■ WHAT YOU WILL DO ■
[1] In the article on shadow AI in clinical decision support, which unit was calling when the bleep went off at 1am?
[2] In the shadow AI article, rewrite the passage from "- 13 March 2026" up to and including "junior, on-call pharmacist.", replacing "registrar" with "resident".

───── TEXT SEGMENT

Clinicians wouldn’t ‘just try’ an experimental drug — so why AI?
- 13 March 2026
Clinical decision support needs the same robust governance as medicine, writes Jordan Fulcher, clinical solutions consultant – EMEA at Wolters Kluwer
We don’t tolerate unapproved medicines or even technology solutions that are outside of the framework, so why are we not doing more to support clinicians with validated AI for clinical decision support?
One formative experience that still sticks with me is back from when I was a newly qualified pharmacist working my first overnight on call.
It’s 1am, the bleep goes off, and it’s the intensive care unit. The registrar had a question about treatment options and dosing that I immediately knew was going to take some time to research, but it was urgent so checking the next day wasn’t an option.
They didn’t want to wake their consultant. So, they called the very junior, on-call pharmacist.
Shadow AI is what happens when people use unapproved, unsupervised AI tools for real clinical work
Ten years ago, I had to rely on the resources provided in the on-call folder and the world wide web. Open the guidelines, dig out the primary literature, disappear into PubMed, cross-check dosing, interactions, renal function, the lot and then call back with something that I hoped made sense.
In fact, we both agreed to go off separately, do some research and call back in 30 minutes. Luckily, we reached a consensus we were both happy with.
But in 2026, could I honestly say I wouldn’t reach for an AI-powered deep research tool if I found myself in the same situation? When you’re under pressure, stressed, overworked, you try to work as efficiently as possible.
This would be a prime example of shadow AI. It’s what happens when people use unapproved, unsupervised AI tools for real clinical work, most often for decision support, because it’s fast, familiar and sitting on their phone.
Shadow AI
The existing IT and clinical systems have checks and balances: approved references, local policies, clinical governance, information governance, clinical safety sign-off. Shadow AI bypasses all of that.
It sits outside procurement, outside safety cases, outside data protection impact assessments, outside audit trails.
The problem is often compounded by the fact that the greatest need for these kinds of tools, often occurs in some of the higher-pressure situations. As clinicians we want an answer, and with the “answer engines” on our phone, we get one.

──────────
───── LISTED ENTRIES

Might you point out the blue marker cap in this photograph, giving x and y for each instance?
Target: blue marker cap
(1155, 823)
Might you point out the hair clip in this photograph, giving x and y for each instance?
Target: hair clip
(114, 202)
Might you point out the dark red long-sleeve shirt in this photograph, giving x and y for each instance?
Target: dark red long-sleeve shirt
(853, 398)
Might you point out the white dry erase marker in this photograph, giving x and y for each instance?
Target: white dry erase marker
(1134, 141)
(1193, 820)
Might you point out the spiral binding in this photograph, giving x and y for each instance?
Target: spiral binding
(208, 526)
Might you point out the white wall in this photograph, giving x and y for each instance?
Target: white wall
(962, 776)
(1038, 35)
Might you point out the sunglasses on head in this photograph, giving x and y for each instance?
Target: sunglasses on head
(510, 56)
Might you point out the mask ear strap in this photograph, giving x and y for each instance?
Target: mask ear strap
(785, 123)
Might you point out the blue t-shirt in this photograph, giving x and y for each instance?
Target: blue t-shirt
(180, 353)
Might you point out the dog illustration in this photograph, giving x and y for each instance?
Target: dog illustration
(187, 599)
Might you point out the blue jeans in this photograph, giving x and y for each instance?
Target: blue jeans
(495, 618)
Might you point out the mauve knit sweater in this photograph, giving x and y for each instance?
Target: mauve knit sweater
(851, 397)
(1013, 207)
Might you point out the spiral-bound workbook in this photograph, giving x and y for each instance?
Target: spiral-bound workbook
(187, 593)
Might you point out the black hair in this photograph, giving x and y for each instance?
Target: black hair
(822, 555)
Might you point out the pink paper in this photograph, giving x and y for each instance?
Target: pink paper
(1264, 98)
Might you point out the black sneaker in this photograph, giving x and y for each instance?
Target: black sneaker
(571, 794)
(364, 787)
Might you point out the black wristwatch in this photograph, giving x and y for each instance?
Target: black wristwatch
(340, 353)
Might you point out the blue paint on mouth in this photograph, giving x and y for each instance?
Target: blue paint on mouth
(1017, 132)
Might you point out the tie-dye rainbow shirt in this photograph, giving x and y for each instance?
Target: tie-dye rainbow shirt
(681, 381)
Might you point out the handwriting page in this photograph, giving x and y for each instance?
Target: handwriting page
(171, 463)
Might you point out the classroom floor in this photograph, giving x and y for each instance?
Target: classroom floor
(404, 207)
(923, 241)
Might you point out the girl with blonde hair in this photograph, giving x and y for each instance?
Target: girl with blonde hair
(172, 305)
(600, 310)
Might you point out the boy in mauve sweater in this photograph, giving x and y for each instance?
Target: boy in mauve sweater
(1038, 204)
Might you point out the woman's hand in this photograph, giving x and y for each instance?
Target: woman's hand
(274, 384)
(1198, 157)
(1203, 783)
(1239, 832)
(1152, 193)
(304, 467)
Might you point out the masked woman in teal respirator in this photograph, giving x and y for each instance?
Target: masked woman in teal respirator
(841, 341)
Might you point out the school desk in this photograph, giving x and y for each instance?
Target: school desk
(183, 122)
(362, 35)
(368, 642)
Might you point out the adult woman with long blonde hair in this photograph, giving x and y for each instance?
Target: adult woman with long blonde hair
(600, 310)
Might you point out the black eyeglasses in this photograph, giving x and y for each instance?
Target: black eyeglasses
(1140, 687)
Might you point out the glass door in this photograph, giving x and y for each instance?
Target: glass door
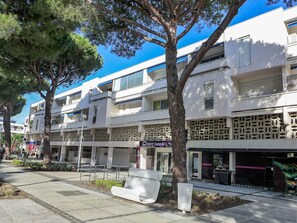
(164, 162)
(195, 162)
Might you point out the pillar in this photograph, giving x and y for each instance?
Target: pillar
(63, 153)
(232, 164)
(189, 165)
(109, 157)
(93, 156)
(199, 165)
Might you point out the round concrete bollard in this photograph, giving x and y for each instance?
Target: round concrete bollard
(184, 198)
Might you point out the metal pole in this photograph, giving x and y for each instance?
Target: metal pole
(80, 144)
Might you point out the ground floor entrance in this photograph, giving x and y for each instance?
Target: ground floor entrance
(245, 168)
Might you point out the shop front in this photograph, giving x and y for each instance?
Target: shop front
(157, 155)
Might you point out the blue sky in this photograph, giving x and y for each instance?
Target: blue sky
(113, 63)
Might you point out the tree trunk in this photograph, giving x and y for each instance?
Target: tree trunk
(177, 118)
(6, 125)
(47, 127)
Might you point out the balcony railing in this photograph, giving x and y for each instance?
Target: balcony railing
(264, 101)
(140, 116)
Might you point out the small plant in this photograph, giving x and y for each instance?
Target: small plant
(108, 184)
(17, 163)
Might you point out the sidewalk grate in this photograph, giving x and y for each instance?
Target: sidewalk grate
(72, 193)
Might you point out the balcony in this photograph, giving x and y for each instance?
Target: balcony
(68, 126)
(292, 50)
(106, 94)
(139, 91)
(212, 65)
(139, 117)
(264, 101)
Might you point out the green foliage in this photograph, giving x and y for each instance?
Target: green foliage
(108, 184)
(60, 167)
(17, 162)
(9, 26)
(35, 165)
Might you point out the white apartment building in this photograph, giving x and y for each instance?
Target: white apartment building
(241, 107)
(14, 128)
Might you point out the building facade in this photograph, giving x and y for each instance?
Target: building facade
(240, 102)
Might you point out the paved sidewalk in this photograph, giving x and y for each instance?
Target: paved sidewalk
(54, 199)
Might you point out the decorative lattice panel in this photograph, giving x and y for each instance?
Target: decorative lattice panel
(56, 136)
(160, 132)
(259, 127)
(293, 123)
(101, 135)
(125, 134)
(211, 129)
(87, 135)
(71, 136)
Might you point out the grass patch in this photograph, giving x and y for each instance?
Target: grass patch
(201, 202)
(35, 165)
(8, 191)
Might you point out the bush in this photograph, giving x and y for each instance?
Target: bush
(108, 184)
(34, 165)
(40, 166)
(61, 167)
(17, 162)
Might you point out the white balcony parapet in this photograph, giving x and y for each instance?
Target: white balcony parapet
(138, 117)
(264, 101)
(210, 66)
(106, 94)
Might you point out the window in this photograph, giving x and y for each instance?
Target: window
(209, 95)
(95, 115)
(292, 31)
(160, 105)
(129, 81)
(159, 71)
(244, 51)
(75, 97)
(36, 126)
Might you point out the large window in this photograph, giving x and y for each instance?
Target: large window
(159, 71)
(244, 51)
(129, 81)
(208, 95)
(160, 105)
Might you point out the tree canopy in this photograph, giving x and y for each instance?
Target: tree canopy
(128, 24)
(48, 47)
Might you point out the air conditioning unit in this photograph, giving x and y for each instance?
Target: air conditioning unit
(292, 38)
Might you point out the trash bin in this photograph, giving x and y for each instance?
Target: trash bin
(184, 198)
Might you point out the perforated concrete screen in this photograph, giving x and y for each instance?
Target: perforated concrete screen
(125, 134)
(211, 129)
(160, 132)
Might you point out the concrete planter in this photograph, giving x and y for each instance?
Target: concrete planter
(184, 199)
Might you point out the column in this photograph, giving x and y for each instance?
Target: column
(143, 154)
(63, 153)
(109, 157)
(93, 156)
(189, 165)
(232, 164)
(199, 165)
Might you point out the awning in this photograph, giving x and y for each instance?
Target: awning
(130, 100)
(74, 113)
(241, 150)
(105, 83)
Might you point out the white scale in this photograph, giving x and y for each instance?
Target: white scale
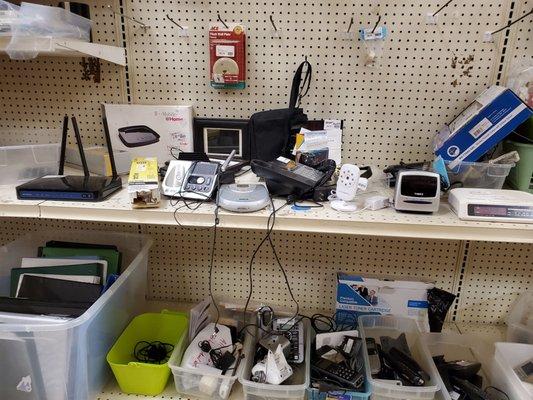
(495, 205)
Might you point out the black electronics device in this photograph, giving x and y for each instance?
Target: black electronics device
(373, 356)
(137, 136)
(344, 376)
(50, 289)
(295, 333)
(285, 177)
(38, 307)
(73, 187)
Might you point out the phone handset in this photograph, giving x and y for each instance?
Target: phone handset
(176, 172)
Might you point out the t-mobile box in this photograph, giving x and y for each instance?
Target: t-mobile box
(357, 295)
(159, 131)
(492, 116)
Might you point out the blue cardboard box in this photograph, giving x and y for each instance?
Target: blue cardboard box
(357, 295)
(492, 116)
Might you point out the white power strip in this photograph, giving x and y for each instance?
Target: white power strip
(376, 203)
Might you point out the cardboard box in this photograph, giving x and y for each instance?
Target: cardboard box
(149, 130)
(357, 295)
(492, 116)
(143, 183)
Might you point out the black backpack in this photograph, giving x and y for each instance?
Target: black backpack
(273, 133)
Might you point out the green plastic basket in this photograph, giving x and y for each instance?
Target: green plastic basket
(521, 176)
(136, 377)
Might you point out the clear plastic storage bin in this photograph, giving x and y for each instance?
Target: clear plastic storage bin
(23, 163)
(455, 346)
(375, 326)
(520, 320)
(314, 394)
(509, 356)
(294, 388)
(479, 175)
(66, 360)
(200, 384)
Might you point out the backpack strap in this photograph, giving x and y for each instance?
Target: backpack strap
(300, 88)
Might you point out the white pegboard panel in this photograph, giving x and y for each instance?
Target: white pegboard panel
(390, 113)
(180, 259)
(494, 275)
(36, 94)
(521, 37)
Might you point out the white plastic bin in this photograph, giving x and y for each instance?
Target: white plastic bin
(375, 326)
(520, 320)
(66, 360)
(294, 388)
(455, 346)
(507, 357)
(23, 163)
(479, 175)
(201, 384)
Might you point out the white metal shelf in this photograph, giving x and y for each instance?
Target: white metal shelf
(387, 222)
(67, 48)
(10, 206)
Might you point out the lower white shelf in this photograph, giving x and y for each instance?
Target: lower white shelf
(112, 392)
(491, 333)
(66, 48)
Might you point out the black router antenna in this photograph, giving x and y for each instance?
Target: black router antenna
(63, 146)
(110, 148)
(80, 148)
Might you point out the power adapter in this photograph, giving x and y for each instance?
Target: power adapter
(376, 203)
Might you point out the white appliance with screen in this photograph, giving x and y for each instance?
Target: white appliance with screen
(496, 205)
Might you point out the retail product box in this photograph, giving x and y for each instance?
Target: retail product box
(98, 160)
(492, 116)
(64, 359)
(149, 130)
(143, 183)
(357, 295)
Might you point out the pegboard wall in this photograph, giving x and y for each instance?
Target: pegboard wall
(487, 281)
(390, 114)
(428, 74)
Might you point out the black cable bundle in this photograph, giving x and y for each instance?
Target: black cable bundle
(152, 352)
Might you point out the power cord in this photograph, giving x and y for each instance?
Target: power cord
(152, 352)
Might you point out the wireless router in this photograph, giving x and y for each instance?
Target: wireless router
(73, 187)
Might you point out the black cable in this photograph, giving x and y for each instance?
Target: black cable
(316, 204)
(281, 266)
(513, 22)
(250, 266)
(497, 390)
(213, 247)
(442, 8)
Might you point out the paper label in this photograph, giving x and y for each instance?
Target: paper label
(225, 51)
(480, 127)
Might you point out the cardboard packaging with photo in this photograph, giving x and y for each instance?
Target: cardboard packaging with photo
(491, 117)
(357, 295)
(149, 130)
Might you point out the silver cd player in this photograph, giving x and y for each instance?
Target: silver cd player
(243, 197)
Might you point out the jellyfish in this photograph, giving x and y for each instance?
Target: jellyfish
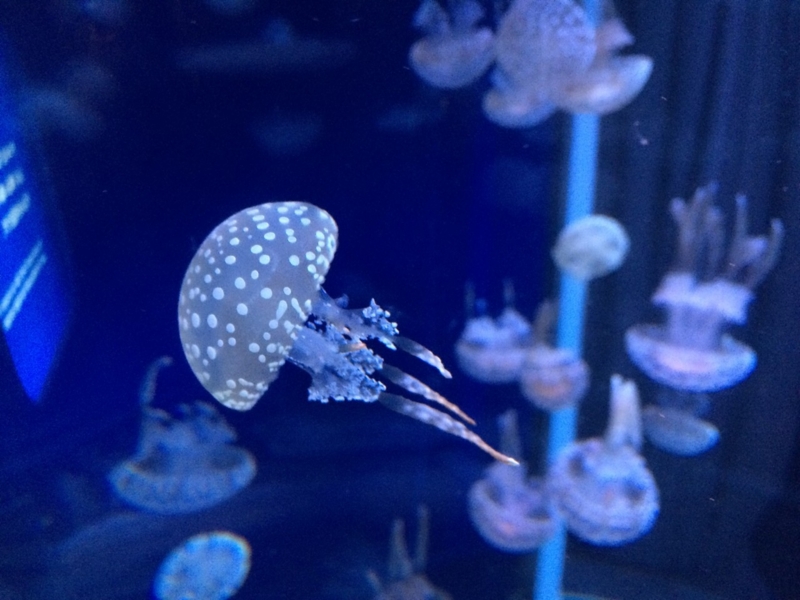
(492, 350)
(511, 512)
(183, 463)
(252, 299)
(591, 247)
(674, 424)
(549, 56)
(207, 566)
(552, 378)
(454, 52)
(705, 290)
(407, 580)
(602, 486)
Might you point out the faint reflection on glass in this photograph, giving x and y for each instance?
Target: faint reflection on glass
(406, 574)
(183, 463)
(552, 378)
(674, 424)
(493, 350)
(510, 511)
(602, 486)
(706, 289)
(207, 566)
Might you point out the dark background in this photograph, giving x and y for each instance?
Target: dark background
(420, 213)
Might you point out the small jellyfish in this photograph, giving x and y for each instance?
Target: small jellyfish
(602, 486)
(455, 51)
(704, 291)
(207, 566)
(510, 511)
(252, 299)
(182, 464)
(492, 350)
(591, 247)
(407, 580)
(552, 378)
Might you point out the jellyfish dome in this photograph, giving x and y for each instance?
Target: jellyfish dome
(511, 512)
(704, 291)
(603, 489)
(184, 463)
(207, 566)
(454, 52)
(252, 299)
(591, 247)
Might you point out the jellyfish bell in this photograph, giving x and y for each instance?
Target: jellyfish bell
(603, 489)
(510, 511)
(703, 292)
(678, 431)
(591, 247)
(455, 51)
(252, 299)
(207, 566)
(183, 463)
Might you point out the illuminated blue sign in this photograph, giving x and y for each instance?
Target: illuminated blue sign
(35, 300)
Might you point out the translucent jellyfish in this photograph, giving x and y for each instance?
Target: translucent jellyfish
(252, 299)
(674, 424)
(552, 378)
(183, 463)
(591, 247)
(704, 291)
(550, 56)
(407, 580)
(602, 486)
(207, 566)
(492, 350)
(510, 511)
(455, 51)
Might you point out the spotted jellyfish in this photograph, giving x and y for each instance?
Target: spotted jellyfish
(207, 566)
(183, 463)
(603, 489)
(552, 378)
(407, 580)
(705, 290)
(591, 247)
(510, 511)
(492, 350)
(674, 424)
(252, 298)
(455, 51)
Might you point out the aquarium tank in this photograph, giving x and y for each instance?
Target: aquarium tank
(420, 299)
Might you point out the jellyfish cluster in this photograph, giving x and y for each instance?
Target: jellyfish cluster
(207, 566)
(707, 290)
(183, 463)
(547, 56)
(510, 349)
(406, 574)
(252, 298)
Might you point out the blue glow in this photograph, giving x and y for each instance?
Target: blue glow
(35, 300)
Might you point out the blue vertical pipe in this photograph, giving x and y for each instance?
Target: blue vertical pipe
(581, 182)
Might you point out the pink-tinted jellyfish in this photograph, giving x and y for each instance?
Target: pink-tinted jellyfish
(252, 299)
(183, 463)
(406, 575)
(207, 566)
(705, 290)
(552, 378)
(602, 486)
(674, 424)
(455, 51)
(493, 350)
(510, 511)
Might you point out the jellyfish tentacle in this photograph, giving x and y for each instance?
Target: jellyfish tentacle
(436, 418)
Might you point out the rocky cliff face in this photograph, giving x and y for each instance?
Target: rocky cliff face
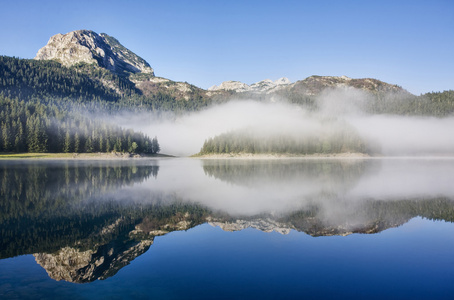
(86, 46)
(72, 265)
(264, 86)
(312, 85)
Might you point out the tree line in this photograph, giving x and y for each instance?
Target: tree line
(338, 138)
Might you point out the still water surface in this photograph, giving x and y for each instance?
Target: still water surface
(227, 229)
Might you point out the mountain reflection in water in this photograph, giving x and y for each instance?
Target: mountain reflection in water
(84, 221)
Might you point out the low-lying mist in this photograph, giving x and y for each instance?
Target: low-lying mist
(389, 135)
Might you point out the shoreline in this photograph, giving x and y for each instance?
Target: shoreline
(280, 156)
(80, 156)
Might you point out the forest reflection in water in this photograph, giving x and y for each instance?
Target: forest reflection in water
(100, 215)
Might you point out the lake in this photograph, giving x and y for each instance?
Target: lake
(180, 228)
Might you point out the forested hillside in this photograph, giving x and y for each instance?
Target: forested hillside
(33, 126)
(337, 137)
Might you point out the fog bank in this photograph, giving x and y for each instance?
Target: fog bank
(388, 135)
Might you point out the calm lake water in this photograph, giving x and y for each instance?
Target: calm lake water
(227, 229)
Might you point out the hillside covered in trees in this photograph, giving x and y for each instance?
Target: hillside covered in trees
(33, 126)
(44, 108)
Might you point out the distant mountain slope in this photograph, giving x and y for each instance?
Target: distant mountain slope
(312, 85)
(86, 67)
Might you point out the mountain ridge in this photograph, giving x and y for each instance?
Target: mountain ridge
(86, 46)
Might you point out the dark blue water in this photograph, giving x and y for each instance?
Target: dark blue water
(386, 244)
(413, 261)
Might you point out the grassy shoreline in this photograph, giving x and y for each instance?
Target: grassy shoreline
(80, 156)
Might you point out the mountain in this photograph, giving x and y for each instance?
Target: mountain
(97, 72)
(264, 86)
(312, 85)
(86, 46)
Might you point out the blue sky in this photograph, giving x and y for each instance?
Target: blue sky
(409, 43)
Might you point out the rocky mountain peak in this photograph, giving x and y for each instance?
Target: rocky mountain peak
(264, 86)
(86, 46)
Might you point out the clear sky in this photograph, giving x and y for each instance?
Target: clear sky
(409, 43)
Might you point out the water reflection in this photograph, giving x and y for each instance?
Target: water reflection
(86, 220)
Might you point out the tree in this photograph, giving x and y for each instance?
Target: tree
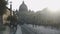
(3, 4)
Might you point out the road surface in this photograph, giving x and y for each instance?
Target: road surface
(28, 29)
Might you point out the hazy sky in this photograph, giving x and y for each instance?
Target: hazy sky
(37, 4)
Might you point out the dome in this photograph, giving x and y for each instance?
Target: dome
(23, 7)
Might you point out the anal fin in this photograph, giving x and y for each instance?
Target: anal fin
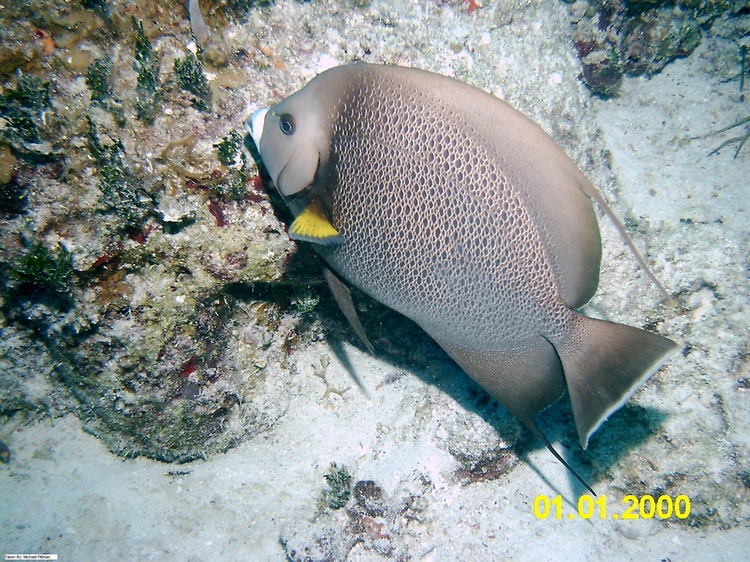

──────────

■ ANSWERS FOR THE EXERCISE ■
[1] The intensive care unit.

[2]
- 13 March 2026
Clinical decision support needs the same robust governance as medicine, writes Jordan Fulcher, clinical solutions consultant – EMEA at Wolters Kluwer
We don’t tolerate unapproved medicines or even technology solutions that are outside of the framework, so why are we not doing more to support clinicians with validated AI for clinical decision support?
One formative experience that still sticks with me is back from when I was a newly qualified pharmacist working my first overnight on call.
It’s 1am, the bleep goes off, and it’s the intensive care unit. The resident had a question about treatment options and dosing that I immediately knew was going to take some time to research, but it was urgent so checking the next day wasn’t an option.
They didn’t want to wake their consultant. So, they called the very junior, on-call pharmacist.